## Tasks for this exercise:
**1.** In the court opinion excerpt, what did the government contend about the subcontractors in both trials?
**2.** Repeat word for word the section of the court opinion excerpt starting at "Before trial, the" and ending at "on the stand.".

## Excerpted passage:
-=-=-=-=-

This case does not present us with the opportunity to decide whether we would agree with Smith and Thompson. Notably, unlike in those two cases, the two trials did not involve the same underlying crime. The indictment in the first case alleged that false statements or omissions were made in ERISA-related documents as part of a scheme to defraud a carpenters' union. This case, on the other hand, alleged tax fraud based on deductions taken in the company's corporate tax returns.
In addition, the government did not take fundamentally opposite positions in its two prosecutions. The government's position in the first case was that PDC employees installed the drywall for PDC and that PDC understated the number of hours worked by those employees in its monthly reports to the union fringe benefit funds. See, e.g., United States v. Presbitero Drywall Co., Inc., No. 02 CR 165, 2003 WL 1562280, at *1-3 (N.D.Ill. Mar. 24, 2003) (memorandum opinion resolving post-trial motions). The defendants maintained in the first case that subcontractors had performed the work and that the company did not have to report hours worked by subcontractors to the union funds. The government then demonstrated that the subcontractors did not exist. In this case, the government's position was that the six subcontractors did not exist. As a result, it maintained, Presbitero was guilty of filing false corporate tax returns because he took deductions on the basis of non-existent subcontractors. The government contended in both trials that the subcontractors did not exist. There is no fundamental conflict in these positions. Finally, although Presbitero's brief asserts that the amount of work actually performed was the central issue in each prosecution, the amount of drywall installed was not the issue here; rather, the question was whether six subcontractors that the government maintained were fictitious had installed the drywall.
4. Sixth Amendment Right to Confront Witnesses
Presbitero also argues that he was prohibited from cross examining IRS Special Agent Helene Seltzer regarding bias toward him because of his earlier acquittal on ERISA and mail fraud charges, and, therefore, that his Sixth Amendment right to confront the witnesses against him was violated. Cross examining a witness to establish bias implicates a core value of the Sixth Amendment's Confrontation Clause. See United States v. Martin, 287 F.3d 609, 620 (7th Cir.2002).
Before trial, the government moved to bar any reference to Presbitero's prior acquittal. The district court granted the motion but said that if the defense wanted to use the prior acquittal to show a government witness's bias, the defense should “see me ahead of time to get me to reconsider that ruling ․ I will reconsider it once the facts are brought to me.” Presbitero did not raise the issue again during trial and did not ask the district court to allow him to raise his prior acquittal for bias purposes while Special Agent Seltzer was on the stand.

-=-=-=-=-

## Excerpted data:
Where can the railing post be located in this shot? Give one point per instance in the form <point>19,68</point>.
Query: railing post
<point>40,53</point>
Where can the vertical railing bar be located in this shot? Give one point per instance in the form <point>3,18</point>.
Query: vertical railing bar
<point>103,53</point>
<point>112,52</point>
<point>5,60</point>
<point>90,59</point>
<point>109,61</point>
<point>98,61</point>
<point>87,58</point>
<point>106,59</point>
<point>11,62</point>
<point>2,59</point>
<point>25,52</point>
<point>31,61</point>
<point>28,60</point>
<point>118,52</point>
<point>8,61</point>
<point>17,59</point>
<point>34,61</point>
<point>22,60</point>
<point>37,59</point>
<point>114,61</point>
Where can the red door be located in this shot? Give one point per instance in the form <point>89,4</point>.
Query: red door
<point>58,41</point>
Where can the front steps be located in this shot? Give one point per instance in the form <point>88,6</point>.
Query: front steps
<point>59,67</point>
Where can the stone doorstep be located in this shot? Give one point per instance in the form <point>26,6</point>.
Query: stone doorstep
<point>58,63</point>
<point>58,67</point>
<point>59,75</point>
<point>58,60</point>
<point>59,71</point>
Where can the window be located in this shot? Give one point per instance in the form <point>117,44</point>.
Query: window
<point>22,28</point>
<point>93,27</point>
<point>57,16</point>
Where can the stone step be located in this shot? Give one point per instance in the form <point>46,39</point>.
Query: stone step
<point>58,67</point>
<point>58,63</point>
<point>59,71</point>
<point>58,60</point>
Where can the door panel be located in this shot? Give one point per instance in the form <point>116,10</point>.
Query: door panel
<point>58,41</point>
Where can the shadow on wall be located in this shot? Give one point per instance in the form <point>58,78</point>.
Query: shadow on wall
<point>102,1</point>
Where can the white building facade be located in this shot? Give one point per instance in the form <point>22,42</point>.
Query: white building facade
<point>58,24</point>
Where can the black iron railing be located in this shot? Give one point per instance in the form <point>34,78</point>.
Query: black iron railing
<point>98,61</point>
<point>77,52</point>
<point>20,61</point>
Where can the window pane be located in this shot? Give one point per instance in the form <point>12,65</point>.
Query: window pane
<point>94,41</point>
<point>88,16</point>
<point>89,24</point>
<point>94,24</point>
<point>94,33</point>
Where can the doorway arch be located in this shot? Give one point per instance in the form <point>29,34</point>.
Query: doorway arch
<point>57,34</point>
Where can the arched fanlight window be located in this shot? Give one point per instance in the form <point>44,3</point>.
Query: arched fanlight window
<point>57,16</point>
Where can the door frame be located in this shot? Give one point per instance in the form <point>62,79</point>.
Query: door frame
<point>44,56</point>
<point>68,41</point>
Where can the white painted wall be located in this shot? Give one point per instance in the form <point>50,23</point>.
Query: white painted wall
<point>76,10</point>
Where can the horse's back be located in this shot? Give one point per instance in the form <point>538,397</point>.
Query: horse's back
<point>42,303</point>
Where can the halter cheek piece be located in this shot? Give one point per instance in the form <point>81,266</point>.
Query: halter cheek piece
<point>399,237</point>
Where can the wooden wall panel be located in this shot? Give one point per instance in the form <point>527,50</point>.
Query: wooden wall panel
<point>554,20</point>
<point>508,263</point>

-=-=-=-=-

## Outputs:
**1.** The government contended in both trials that the subcontractors did not exist.

**2.**
Before trial, the government moved to bar any reference to Presbitero's prior acquittal. The district court granted the motion but said that if the defense wanted to use the prior acquittal to show a government witness's bias, the defense should “see me ahead of time to get me to reconsider that ruling ․ I will reconsider it once the facts are brought to me.” Presbitero did not raise the issue again during trial and did not ask the district court to allow him to raise his prior acquittal for bias purposes while Special Agent Seltzer was on the stand.